* Task to carry out
Your output should be the lines from the one with "Target: green foliage" through the end of the entries below, set down word for word and nothing else.

* Data provided
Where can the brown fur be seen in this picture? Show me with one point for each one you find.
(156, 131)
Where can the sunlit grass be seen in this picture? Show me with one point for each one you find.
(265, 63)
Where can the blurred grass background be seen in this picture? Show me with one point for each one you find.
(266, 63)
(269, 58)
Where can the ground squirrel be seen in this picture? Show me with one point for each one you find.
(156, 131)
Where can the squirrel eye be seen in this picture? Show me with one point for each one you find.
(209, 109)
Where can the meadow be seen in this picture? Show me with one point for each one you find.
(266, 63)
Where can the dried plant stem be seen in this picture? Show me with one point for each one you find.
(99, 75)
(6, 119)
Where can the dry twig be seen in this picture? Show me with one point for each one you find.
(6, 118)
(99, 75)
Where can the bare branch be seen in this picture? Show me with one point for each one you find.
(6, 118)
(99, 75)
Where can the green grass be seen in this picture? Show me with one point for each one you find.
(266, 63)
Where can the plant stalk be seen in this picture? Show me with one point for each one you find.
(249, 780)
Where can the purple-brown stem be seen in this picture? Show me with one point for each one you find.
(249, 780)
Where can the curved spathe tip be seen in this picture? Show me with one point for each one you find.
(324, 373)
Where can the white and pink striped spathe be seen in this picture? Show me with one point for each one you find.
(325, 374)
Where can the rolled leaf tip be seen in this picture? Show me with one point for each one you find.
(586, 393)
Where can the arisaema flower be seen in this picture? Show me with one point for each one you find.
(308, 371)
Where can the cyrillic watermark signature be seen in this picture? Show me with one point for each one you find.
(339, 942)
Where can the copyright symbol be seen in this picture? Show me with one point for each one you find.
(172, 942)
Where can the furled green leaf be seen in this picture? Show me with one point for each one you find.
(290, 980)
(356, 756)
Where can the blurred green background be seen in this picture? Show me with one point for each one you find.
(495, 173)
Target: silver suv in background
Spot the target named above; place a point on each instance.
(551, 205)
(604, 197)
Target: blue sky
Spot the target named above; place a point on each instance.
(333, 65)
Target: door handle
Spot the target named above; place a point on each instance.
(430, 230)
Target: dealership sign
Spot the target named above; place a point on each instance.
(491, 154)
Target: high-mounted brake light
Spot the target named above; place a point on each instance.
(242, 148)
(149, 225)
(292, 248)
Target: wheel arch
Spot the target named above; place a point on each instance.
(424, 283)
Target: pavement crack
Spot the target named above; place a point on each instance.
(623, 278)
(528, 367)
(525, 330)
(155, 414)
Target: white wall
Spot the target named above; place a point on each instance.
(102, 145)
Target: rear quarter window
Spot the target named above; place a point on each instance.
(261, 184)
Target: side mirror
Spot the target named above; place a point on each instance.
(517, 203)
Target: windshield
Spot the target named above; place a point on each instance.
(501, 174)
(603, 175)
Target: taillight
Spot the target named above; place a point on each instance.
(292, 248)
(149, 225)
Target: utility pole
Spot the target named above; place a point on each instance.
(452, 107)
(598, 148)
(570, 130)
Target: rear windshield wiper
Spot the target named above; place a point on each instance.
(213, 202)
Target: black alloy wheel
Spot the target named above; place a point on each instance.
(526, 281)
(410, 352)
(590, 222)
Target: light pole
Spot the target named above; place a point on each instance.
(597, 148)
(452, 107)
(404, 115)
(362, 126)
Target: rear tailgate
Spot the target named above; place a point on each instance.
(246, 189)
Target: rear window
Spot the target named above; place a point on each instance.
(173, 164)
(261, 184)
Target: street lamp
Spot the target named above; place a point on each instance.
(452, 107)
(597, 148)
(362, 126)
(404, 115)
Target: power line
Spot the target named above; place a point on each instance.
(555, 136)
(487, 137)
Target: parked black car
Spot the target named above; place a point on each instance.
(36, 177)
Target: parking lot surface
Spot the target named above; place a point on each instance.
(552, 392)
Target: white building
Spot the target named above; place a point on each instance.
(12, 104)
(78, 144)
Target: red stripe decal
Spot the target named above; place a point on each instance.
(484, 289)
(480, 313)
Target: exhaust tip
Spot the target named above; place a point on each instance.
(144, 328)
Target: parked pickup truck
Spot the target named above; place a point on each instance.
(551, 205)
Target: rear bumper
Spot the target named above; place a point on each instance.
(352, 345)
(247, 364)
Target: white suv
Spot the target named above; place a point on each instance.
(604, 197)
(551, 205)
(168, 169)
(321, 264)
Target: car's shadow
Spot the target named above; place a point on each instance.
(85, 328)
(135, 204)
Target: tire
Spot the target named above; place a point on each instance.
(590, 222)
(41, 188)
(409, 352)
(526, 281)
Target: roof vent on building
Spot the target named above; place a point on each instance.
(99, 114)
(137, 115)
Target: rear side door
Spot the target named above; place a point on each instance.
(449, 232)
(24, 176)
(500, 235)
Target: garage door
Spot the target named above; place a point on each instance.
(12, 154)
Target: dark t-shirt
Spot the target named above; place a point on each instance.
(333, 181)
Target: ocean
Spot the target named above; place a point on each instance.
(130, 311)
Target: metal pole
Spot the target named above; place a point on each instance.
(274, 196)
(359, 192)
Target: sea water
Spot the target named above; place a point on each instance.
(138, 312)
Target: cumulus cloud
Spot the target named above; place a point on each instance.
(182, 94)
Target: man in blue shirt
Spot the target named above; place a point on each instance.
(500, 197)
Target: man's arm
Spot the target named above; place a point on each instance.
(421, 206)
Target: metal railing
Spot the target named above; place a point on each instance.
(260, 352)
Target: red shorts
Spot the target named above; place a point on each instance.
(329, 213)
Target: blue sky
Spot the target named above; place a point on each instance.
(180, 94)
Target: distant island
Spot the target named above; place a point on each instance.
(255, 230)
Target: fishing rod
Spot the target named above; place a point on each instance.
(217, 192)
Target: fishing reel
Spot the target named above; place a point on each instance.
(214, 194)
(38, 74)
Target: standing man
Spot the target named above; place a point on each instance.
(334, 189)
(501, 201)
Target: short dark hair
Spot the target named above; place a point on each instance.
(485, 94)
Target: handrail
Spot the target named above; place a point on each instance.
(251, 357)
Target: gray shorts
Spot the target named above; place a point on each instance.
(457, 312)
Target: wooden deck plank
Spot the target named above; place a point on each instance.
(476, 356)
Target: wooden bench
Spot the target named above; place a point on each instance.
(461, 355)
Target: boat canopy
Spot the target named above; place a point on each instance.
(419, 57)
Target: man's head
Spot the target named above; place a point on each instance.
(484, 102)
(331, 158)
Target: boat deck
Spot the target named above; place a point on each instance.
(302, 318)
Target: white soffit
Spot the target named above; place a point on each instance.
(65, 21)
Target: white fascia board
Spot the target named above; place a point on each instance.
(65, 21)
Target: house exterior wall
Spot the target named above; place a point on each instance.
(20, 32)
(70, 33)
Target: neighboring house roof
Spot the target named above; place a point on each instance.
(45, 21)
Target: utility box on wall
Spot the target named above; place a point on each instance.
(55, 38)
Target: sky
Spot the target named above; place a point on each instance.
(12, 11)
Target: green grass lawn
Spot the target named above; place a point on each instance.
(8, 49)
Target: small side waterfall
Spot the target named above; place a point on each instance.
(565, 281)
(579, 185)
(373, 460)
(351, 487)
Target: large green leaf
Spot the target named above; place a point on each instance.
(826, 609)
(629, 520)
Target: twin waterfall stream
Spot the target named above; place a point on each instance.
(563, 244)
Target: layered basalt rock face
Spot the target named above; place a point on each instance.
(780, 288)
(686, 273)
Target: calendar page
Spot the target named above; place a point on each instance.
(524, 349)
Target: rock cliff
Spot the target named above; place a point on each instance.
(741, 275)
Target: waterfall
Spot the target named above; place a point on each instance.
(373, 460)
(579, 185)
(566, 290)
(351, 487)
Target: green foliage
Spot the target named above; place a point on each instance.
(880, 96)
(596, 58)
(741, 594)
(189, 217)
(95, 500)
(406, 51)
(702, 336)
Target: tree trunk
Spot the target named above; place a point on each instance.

* Written response
Target: green foliage
Spot the target named above; place a point on each instance.
(880, 96)
(596, 58)
(741, 594)
(189, 217)
(95, 500)
(406, 51)
(702, 336)
Target: tree trunk
Spot the target named above; place a point on each instance.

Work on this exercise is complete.